[Data listing]

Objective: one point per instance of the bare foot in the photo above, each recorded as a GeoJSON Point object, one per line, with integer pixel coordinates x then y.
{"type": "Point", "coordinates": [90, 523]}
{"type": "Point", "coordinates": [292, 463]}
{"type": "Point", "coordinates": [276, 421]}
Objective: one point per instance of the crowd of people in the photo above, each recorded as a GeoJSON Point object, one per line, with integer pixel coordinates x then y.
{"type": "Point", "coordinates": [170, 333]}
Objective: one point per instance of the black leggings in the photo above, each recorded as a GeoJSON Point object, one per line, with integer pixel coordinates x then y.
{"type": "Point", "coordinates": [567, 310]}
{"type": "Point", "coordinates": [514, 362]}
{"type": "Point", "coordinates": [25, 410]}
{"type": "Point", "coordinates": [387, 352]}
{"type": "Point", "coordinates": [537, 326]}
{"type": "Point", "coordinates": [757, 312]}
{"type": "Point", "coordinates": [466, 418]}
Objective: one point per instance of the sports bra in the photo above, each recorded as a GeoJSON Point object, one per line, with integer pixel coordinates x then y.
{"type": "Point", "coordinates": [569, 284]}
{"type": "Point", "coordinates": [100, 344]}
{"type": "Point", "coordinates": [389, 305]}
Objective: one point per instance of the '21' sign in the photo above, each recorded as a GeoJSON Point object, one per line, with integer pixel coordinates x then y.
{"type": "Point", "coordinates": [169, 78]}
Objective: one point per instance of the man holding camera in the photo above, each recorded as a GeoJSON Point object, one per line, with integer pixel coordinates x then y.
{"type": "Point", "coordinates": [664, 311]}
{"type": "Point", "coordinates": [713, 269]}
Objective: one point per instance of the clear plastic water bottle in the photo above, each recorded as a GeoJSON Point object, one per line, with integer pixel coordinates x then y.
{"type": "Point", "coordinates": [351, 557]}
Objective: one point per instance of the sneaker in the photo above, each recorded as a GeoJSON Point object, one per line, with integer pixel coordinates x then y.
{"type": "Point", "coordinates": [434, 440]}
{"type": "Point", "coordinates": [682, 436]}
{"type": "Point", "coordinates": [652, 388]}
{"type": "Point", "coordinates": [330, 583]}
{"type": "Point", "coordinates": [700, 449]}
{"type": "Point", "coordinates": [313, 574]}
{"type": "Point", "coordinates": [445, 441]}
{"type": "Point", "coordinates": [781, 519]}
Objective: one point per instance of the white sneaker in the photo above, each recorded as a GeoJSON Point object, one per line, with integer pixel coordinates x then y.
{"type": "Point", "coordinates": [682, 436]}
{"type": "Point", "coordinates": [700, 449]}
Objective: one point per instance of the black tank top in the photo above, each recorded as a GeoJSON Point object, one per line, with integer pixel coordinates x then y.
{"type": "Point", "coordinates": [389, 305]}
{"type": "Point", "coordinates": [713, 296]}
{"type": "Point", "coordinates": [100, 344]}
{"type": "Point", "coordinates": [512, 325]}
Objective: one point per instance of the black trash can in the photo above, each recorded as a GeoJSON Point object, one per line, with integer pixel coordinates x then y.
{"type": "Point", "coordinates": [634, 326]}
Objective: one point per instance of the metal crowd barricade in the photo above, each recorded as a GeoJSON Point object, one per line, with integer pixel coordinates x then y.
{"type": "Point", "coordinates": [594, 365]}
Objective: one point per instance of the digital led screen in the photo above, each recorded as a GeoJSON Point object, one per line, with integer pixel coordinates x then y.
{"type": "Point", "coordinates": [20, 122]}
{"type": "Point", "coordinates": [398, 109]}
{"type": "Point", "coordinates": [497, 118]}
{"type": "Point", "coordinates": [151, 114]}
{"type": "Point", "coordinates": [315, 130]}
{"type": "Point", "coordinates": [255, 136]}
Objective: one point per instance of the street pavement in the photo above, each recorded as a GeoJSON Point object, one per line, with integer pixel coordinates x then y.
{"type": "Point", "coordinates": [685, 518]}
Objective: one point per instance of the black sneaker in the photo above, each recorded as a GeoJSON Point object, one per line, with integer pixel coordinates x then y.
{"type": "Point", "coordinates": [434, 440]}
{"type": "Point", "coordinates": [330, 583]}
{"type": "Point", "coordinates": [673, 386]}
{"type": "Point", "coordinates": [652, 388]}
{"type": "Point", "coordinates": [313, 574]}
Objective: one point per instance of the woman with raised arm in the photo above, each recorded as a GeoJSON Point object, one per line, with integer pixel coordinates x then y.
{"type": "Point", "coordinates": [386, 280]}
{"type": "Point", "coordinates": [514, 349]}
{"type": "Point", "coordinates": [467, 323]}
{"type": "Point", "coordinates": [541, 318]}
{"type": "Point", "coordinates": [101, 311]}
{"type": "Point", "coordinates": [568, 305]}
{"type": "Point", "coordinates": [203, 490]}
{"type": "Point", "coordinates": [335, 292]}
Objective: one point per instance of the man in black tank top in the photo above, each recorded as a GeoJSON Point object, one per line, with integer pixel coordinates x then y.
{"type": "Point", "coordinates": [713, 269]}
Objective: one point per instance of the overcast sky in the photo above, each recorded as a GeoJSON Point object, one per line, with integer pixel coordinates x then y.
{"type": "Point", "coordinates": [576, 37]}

◆ Directive ◆
Can you reproduce every item above line for line, changing nothing?

◆ Problem solution ◆
Objective: one point per instance of the bare foot in the photo above, each recorded as a GeoJSON Point object, one per line, with integer pixel coordinates x then y.
{"type": "Point", "coordinates": [90, 523]}
{"type": "Point", "coordinates": [292, 463]}
{"type": "Point", "coordinates": [276, 421]}
Objective: one point per instance of the crowd of people in the photo above, each recorded as a GeoJSON Point object, one per line, with integer pixel coordinates x then y.
{"type": "Point", "coordinates": [170, 333]}
Objective: one point per instance of the black leggings in the photo above, each recorded as a GeoJSON Point object, one per line, with integer pixel coordinates x then y.
{"type": "Point", "coordinates": [567, 310]}
{"type": "Point", "coordinates": [514, 362]}
{"type": "Point", "coordinates": [25, 410]}
{"type": "Point", "coordinates": [387, 352]}
{"type": "Point", "coordinates": [537, 326]}
{"type": "Point", "coordinates": [757, 312]}
{"type": "Point", "coordinates": [466, 418]}
Objective: one point per instance of the sports bra in the photo above, each recorded as a GeoJSON Point object, one per line, with integer pixel coordinates x then y.
{"type": "Point", "coordinates": [569, 284]}
{"type": "Point", "coordinates": [100, 344]}
{"type": "Point", "coordinates": [389, 305]}
Objective: one point per instance of the '21' sign in the photo above, each recorded as a GeoJSON Point object, one per line, with integer pixel coordinates x then y.
{"type": "Point", "coordinates": [169, 78]}
Objective: one point per instance of the man holding camera in the photo above, each recorded as a GeoJSON Point object, one per line, with integer pixel coordinates x then y.
{"type": "Point", "coordinates": [664, 311]}
{"type": "Point", "coordinates": [713, 269]}
Objective: one point per instance of the clear plastic water bottle in the photo above, each recorded as a GeoJSON Point object, one per line, with integer pixel coordinates x then y.
{"type": "Point", "coordinates": [351, 557]}
Objective: one point per instance of the sneaker in the photo above, each recorded as a GeoJSON Point object, one per line, with integer pixel coordinates x then y.
{"type": "Point", "coordinates": [434, 440]}
{"type": "Point", "coordinates": [682, 436]}
{"type": "Point", "coordinates": [652, 388]}
{"type": "Point", "coordinates": [330, 583]}
{"type": "Point", "coordinates": [700, 449]}
{"type": "Point", "coordinates": [313, 574]}
{"type": "Point", "coordinates": [445, 441]}
{"type": "Point", "coordinates": [781, 519]}
Objective: one point per instance of the white sneaker in the photo above, each recorded as a GeoJSON Point object, one per line, with integer pixel coordinates x then y.
{"type": "Point", "coordinates": [682, 436]}
{"type": "Point", "coordinates": [700, 449]}
Objective: one point per instance of the black tank top in the photo above, each recorded as a GeoJSON Point object, one per line, with integer pixel coordinates x then y.
{"type": "Point", "coordinates": [389, 305]}
{"type": "Point", "coordinates": [713, 296]}
{"type": "Point", "coordinates": [100, 344]}
{"type": "Point", "coordinates": [512, 325]}
Objective: one point per instance of the black trash can in the photo above, each recorded as a GeoJSON Point object, one per line, with integer pixel coordinates x then y.
{"type": "Point", "coordinates": [634, 326]}
Objective: one point per instance of the metal crowd barricade in the photo above, each recorded as a GeoJSON Point object, one per line, with integer pixel coordinates x then y.
{"type": "Point", "coordinates": [594, 365]}
Objective: one point per instance of the digital led screen in the photo above, each recorded as a GeoJSON Point object, one per line, with integer pixel coordinates x then y.
{"type": "Point", "coordinates": [20, 122]}
{"type": "Point", "coordinates": [398, 109]}
{"type": "Point", "coordinates": [497, 118]}
{"type": "Point", "coordinates": [151, 114]}
{"type": "Point", "coordinates": [315, 130]}
{"type": "Point", "coordinates": [255, 136]}
Objective: one point per instance of the street pavement in the photo above, each recorded as a GeoJSON Point object, one per line, with integer pixel coordinates x then y.
{"type": "Point", "coordinates": [685, 518]}
Objective: one point per instance of the black sneaker in the photo above, each recorded as a GeoJSON Point object, one per line, with integer pixel coordinates x then y.
{"type": "Point", "coordinates": [434, 440]}
{"type": "Point", "coordinates": [330, 583]}
{"type": "Point", "coordinates": [673, 386]}
{"type": "Point", "coordinates": [652, 388]}
{"type": "Point", "coordinates": [313, 574]}
Objective: one point per instance of the woman with raised arm in the photo above, each recorded as a GeoJSON Point object, one per line, with integer pixel coordinates x then y.
{"type": "Point", "coordinates": [386, 280]}
{"type": "Point", "coordinates": [514, 349]}
{"type": "Point", "coordinates": [467, 323]}
{"type": "Point", "coordinates": [541, 318]}
{"type": "Point", "coordinates": [101, 311]}
{"type": "Point", "coordinates": [568, 305]}
{"type": "Point", "coordinates": [203, 490]}
{"type": "Point", "coordinates": [335, 292]}
Objective: one point per instance of the man in black tank top in the photo above, each recorded as a GeoJSON Point object, one per line, with integer pixel coordinates x then y.
{"type": "Point", "coordinates": [713, 269]}
Objective: one point per instance of the overcast sky in the photo above, each recorded as a GeoJSON Point object, one per line, with integer pixel coordinates x then y.
{"type": "Point", "coordinates": [576, 37]}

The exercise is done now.